- [GIVEN EXERCISE]: Gather every line in the records below that contains the word "shrub" and copy each of those lines in full.

Start

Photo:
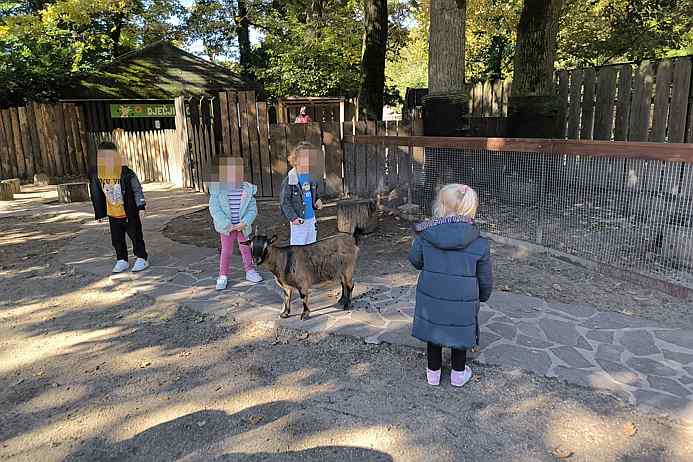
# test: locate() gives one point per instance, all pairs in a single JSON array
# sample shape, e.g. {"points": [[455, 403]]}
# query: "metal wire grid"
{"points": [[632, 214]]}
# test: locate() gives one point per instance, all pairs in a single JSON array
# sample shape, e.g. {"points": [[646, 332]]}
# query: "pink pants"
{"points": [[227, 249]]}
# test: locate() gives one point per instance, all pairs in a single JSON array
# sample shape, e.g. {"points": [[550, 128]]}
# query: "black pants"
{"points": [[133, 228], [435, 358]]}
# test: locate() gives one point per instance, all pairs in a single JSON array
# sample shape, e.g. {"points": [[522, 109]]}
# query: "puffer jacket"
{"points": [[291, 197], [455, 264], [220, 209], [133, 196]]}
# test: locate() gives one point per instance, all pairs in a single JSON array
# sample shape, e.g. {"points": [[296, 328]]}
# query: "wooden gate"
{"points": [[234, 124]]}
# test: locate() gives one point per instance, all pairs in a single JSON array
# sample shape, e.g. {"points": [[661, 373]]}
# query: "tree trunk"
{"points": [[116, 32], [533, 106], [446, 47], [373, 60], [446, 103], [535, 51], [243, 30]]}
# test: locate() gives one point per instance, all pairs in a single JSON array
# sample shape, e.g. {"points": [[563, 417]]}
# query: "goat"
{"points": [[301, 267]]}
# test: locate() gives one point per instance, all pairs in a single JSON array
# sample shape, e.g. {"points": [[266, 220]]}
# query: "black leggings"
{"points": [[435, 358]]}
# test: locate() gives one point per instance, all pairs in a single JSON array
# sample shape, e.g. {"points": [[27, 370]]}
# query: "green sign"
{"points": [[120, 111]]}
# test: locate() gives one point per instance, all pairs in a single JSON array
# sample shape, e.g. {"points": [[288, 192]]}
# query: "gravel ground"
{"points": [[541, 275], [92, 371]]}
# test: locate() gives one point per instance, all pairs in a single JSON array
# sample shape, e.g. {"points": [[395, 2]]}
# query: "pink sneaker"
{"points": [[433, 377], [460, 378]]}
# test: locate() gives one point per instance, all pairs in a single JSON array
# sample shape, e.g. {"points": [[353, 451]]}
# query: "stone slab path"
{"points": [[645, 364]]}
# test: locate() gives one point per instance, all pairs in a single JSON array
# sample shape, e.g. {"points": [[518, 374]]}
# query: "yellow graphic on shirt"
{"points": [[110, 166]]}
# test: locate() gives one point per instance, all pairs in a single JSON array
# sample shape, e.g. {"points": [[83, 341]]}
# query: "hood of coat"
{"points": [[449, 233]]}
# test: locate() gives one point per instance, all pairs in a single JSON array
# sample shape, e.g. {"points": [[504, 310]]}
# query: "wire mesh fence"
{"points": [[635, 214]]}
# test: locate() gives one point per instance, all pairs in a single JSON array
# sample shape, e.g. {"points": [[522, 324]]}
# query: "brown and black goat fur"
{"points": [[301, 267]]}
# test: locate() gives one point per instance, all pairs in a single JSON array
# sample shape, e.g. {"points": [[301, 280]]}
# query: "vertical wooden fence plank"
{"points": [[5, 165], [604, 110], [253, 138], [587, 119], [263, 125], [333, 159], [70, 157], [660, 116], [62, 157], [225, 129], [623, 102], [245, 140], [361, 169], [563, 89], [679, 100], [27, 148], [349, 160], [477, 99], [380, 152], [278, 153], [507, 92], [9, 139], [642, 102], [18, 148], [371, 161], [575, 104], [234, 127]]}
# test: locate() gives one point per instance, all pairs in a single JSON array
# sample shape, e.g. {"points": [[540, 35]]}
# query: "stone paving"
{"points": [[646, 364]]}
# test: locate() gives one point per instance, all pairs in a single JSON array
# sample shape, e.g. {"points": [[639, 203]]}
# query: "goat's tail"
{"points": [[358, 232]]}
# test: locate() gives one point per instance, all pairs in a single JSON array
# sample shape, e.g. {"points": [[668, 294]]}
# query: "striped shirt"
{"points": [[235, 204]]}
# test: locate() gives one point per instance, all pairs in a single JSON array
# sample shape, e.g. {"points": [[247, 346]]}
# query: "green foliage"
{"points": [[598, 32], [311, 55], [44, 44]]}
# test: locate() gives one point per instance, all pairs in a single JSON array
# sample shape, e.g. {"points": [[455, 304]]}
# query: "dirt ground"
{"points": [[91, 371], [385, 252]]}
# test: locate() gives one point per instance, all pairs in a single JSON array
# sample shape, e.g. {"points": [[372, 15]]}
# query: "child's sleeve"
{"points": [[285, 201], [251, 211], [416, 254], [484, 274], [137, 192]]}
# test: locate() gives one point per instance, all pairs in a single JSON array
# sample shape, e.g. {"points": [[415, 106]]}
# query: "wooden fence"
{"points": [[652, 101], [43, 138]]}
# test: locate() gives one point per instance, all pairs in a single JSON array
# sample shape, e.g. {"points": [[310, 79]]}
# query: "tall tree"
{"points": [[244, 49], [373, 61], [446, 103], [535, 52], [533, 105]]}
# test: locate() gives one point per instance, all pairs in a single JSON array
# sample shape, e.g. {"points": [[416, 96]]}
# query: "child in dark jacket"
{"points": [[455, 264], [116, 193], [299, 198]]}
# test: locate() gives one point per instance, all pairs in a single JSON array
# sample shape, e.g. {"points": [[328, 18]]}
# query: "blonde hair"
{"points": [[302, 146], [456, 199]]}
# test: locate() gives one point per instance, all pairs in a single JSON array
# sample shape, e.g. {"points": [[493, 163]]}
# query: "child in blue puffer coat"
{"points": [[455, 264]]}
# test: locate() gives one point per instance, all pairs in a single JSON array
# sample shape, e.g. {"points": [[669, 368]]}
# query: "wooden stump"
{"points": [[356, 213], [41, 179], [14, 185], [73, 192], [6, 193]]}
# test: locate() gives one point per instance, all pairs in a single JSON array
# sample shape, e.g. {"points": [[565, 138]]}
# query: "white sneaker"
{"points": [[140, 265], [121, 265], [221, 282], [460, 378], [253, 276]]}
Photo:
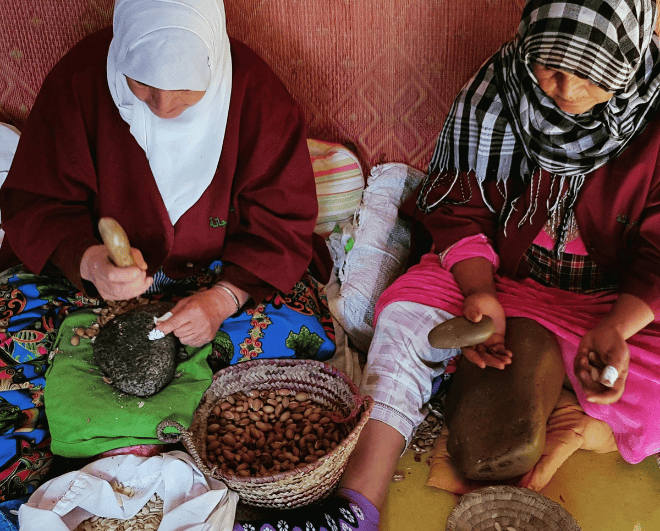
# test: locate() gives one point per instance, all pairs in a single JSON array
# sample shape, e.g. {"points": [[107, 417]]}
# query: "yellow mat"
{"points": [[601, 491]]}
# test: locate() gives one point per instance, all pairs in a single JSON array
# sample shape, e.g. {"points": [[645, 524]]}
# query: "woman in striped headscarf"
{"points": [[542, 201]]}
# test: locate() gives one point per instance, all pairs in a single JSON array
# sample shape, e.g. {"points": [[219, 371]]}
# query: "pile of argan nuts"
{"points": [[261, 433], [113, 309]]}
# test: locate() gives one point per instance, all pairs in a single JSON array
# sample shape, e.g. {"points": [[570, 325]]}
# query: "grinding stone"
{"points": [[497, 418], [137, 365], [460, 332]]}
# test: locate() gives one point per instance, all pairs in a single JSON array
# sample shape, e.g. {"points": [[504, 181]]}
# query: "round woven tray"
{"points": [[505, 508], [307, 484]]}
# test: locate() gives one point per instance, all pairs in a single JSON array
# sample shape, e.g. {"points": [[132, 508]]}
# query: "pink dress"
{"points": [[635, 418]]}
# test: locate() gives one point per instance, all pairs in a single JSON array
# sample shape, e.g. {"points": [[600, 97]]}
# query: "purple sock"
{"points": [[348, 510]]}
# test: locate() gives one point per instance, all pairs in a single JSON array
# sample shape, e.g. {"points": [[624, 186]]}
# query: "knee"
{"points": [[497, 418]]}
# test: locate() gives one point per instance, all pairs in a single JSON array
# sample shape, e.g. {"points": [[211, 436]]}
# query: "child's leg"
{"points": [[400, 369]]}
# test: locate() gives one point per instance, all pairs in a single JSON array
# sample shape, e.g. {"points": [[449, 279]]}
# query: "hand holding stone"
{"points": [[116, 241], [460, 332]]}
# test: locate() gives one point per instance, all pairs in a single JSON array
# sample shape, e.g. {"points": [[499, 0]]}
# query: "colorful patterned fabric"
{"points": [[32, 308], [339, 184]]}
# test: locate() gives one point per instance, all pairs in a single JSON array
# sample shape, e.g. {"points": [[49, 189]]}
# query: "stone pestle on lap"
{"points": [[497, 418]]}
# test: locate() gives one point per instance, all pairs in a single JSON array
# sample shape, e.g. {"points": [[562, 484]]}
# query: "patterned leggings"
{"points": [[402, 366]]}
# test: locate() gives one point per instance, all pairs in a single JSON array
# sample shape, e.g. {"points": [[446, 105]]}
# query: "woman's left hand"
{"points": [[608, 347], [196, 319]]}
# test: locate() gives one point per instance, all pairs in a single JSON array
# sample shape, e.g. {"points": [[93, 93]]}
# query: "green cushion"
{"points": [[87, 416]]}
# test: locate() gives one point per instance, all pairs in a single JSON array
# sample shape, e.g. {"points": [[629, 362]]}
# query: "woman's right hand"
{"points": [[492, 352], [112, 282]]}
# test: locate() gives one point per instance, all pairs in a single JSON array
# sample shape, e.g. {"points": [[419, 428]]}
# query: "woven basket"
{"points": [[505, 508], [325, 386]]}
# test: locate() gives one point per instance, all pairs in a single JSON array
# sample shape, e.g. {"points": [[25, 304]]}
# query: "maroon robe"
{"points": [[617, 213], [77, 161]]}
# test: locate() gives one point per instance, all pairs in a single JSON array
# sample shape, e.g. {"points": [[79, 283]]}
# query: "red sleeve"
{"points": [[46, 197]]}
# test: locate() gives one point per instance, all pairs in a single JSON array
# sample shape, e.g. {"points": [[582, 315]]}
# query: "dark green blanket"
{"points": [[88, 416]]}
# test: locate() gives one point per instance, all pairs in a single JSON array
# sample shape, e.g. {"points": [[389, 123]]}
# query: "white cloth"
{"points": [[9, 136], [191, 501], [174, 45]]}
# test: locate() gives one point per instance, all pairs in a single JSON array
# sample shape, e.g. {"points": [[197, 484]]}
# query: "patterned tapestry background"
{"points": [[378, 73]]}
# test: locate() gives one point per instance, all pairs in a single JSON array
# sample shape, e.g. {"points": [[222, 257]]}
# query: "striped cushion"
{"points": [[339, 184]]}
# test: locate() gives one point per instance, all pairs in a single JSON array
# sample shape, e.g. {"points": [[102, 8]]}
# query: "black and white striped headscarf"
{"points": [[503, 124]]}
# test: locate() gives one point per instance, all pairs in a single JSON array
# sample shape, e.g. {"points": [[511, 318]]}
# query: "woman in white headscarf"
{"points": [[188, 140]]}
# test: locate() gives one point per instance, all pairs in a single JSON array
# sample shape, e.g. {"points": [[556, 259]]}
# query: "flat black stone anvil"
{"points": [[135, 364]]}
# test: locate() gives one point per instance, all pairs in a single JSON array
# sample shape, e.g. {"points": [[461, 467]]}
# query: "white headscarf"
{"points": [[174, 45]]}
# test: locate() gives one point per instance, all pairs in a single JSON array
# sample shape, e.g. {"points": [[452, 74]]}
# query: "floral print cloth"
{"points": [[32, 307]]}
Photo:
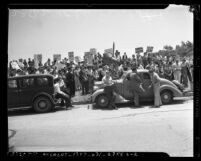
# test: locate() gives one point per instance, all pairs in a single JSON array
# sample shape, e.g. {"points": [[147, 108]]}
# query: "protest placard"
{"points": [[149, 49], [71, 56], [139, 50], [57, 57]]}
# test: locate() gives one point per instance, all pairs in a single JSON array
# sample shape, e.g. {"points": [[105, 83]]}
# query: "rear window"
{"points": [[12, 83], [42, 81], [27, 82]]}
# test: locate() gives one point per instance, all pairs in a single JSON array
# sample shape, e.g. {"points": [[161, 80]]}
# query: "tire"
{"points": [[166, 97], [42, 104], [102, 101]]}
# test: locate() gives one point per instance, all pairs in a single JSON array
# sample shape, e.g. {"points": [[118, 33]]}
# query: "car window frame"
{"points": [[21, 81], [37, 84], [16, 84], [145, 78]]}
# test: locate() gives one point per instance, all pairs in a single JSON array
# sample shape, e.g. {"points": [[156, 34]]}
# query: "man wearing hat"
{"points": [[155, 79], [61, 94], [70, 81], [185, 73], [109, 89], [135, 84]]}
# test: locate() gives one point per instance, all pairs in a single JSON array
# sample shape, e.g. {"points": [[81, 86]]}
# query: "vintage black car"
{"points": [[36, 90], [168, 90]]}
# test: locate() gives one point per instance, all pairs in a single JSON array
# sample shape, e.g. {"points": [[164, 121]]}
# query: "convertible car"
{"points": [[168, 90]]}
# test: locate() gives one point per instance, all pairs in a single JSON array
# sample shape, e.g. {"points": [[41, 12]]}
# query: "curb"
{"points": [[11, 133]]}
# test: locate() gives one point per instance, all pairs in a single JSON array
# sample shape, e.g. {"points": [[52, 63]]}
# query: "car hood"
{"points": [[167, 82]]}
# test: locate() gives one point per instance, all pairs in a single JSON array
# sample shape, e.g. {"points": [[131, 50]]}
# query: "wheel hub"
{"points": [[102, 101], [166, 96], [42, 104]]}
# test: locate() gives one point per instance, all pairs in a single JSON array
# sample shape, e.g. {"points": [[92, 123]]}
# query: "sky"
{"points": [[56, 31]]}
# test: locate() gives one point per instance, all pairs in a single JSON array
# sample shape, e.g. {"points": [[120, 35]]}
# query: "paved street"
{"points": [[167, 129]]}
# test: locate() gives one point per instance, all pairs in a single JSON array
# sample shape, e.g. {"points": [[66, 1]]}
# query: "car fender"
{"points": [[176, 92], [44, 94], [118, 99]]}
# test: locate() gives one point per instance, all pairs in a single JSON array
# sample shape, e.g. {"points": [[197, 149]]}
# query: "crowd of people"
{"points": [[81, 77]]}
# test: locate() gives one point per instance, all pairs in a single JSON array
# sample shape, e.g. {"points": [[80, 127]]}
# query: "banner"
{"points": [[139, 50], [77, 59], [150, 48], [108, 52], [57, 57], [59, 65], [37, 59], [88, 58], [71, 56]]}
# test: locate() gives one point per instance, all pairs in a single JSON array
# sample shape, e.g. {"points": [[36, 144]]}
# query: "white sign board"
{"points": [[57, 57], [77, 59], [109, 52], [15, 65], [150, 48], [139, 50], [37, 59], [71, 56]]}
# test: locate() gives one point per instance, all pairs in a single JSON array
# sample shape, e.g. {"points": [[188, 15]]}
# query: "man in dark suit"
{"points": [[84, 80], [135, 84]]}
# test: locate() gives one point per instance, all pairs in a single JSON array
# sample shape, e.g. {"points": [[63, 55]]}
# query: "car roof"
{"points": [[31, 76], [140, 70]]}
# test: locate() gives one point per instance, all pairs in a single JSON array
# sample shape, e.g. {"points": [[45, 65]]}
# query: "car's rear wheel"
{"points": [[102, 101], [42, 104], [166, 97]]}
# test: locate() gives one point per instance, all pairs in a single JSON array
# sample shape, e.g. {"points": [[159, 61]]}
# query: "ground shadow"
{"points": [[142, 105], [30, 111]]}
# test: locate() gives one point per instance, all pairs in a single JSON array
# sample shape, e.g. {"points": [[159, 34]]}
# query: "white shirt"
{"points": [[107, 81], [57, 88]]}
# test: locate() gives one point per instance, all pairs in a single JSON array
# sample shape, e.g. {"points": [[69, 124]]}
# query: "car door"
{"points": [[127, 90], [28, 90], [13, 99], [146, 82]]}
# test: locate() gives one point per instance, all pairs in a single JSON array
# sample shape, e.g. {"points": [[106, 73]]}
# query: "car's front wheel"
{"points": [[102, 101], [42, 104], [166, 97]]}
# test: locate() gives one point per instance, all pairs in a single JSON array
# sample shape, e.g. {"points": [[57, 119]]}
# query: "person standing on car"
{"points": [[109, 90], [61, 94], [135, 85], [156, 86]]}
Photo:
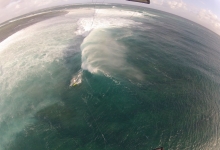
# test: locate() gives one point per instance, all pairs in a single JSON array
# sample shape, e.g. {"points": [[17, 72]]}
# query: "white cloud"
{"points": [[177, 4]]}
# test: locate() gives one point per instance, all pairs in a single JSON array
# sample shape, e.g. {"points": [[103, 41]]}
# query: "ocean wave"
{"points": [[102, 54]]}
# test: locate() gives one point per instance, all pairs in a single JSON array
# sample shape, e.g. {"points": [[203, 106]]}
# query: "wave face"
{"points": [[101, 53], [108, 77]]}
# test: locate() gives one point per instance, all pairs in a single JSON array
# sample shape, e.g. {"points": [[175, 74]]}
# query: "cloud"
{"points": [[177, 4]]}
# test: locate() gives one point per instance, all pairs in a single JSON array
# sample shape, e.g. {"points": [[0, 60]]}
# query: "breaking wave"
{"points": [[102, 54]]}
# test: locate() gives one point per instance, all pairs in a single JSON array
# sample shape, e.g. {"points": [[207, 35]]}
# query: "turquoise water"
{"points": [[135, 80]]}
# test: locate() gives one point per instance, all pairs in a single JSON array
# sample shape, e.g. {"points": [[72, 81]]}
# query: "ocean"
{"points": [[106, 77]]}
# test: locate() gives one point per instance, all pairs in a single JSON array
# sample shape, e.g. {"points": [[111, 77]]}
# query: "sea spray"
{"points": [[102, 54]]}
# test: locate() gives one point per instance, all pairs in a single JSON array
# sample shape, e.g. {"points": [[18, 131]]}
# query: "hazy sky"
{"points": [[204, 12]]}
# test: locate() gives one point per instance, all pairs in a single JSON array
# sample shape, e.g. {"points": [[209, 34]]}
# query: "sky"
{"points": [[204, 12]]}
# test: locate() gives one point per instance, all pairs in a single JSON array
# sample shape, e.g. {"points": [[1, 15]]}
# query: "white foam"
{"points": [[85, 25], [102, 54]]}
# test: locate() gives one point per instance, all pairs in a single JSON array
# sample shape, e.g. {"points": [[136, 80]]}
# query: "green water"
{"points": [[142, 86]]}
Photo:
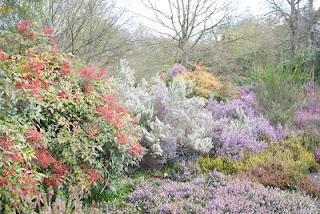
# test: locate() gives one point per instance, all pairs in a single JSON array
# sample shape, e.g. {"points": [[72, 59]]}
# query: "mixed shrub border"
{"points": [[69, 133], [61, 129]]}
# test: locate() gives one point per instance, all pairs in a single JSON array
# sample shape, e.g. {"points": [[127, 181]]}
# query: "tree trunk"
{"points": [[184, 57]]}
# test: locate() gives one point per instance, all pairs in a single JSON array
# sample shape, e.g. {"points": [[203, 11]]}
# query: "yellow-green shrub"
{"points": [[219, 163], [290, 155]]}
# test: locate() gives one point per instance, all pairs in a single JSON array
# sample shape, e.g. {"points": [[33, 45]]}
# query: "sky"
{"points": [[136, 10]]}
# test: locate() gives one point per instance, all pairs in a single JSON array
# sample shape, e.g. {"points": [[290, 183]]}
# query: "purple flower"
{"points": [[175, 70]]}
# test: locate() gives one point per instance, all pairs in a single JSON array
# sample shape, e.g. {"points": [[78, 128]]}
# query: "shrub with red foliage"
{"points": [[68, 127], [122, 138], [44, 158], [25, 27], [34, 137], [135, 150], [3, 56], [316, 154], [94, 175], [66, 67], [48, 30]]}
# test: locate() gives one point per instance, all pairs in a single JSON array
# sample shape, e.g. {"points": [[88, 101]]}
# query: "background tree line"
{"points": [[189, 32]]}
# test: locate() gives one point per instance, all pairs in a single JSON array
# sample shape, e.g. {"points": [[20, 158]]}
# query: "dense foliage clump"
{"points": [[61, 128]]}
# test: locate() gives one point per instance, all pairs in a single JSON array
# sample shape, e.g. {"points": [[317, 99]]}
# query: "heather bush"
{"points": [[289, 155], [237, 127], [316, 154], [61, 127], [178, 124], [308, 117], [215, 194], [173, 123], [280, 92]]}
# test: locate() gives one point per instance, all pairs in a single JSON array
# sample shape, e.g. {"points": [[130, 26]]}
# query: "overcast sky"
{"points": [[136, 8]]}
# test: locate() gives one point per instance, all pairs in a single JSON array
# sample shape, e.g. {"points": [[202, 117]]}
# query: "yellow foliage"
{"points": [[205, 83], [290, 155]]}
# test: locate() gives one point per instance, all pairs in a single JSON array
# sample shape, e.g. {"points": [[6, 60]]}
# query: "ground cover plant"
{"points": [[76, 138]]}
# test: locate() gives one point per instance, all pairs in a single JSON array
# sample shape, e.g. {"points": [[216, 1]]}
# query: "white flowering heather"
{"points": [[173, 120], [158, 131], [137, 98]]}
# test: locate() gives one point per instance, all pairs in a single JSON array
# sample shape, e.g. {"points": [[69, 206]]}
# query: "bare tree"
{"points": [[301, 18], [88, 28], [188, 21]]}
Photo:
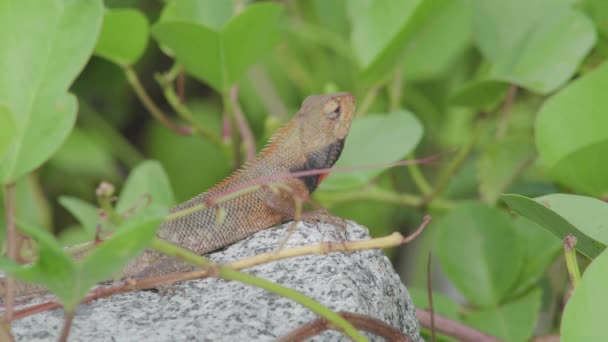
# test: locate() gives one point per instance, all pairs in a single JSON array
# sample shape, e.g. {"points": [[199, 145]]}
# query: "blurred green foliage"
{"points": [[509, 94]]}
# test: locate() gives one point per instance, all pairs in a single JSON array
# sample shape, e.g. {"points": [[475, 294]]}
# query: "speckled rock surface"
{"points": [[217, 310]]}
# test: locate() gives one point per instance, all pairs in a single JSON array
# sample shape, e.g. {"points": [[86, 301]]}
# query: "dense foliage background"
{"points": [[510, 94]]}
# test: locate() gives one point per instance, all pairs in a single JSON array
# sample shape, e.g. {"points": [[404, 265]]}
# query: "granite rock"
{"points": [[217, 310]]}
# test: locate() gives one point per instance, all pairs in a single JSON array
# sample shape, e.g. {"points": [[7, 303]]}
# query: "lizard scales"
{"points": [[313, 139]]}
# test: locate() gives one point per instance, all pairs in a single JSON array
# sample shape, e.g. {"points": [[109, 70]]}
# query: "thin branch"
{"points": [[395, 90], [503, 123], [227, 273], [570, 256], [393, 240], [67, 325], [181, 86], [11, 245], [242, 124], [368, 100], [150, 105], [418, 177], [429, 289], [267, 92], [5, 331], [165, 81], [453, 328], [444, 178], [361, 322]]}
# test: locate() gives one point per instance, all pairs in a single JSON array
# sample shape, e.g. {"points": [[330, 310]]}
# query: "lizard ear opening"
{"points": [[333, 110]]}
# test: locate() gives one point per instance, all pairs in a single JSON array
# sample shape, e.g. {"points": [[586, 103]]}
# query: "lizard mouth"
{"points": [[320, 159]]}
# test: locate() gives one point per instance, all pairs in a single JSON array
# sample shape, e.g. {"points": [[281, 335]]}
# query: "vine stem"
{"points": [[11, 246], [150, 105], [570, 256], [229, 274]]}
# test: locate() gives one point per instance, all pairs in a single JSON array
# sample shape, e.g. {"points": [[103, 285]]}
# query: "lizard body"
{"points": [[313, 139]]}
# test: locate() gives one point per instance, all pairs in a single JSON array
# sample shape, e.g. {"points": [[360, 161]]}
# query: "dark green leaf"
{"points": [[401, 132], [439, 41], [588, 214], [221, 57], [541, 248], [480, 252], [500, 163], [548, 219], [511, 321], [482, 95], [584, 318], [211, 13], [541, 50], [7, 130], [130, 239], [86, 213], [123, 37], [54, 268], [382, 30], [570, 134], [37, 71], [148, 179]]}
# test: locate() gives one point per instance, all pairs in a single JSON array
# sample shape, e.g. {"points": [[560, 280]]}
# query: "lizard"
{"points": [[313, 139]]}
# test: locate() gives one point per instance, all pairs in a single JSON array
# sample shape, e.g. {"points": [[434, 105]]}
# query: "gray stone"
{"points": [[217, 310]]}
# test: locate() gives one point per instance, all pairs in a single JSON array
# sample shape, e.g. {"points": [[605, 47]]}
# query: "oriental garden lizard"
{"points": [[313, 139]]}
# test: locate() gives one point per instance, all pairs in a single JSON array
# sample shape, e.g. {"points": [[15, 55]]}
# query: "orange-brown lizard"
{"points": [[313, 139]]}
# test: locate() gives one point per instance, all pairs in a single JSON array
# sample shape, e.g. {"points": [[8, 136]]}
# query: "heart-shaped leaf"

End

- [PROBLEM SOLUTION]:
# query: "mixed shrub border"
# query: "yellow-green shrub"
# query: "shrub with red foliage"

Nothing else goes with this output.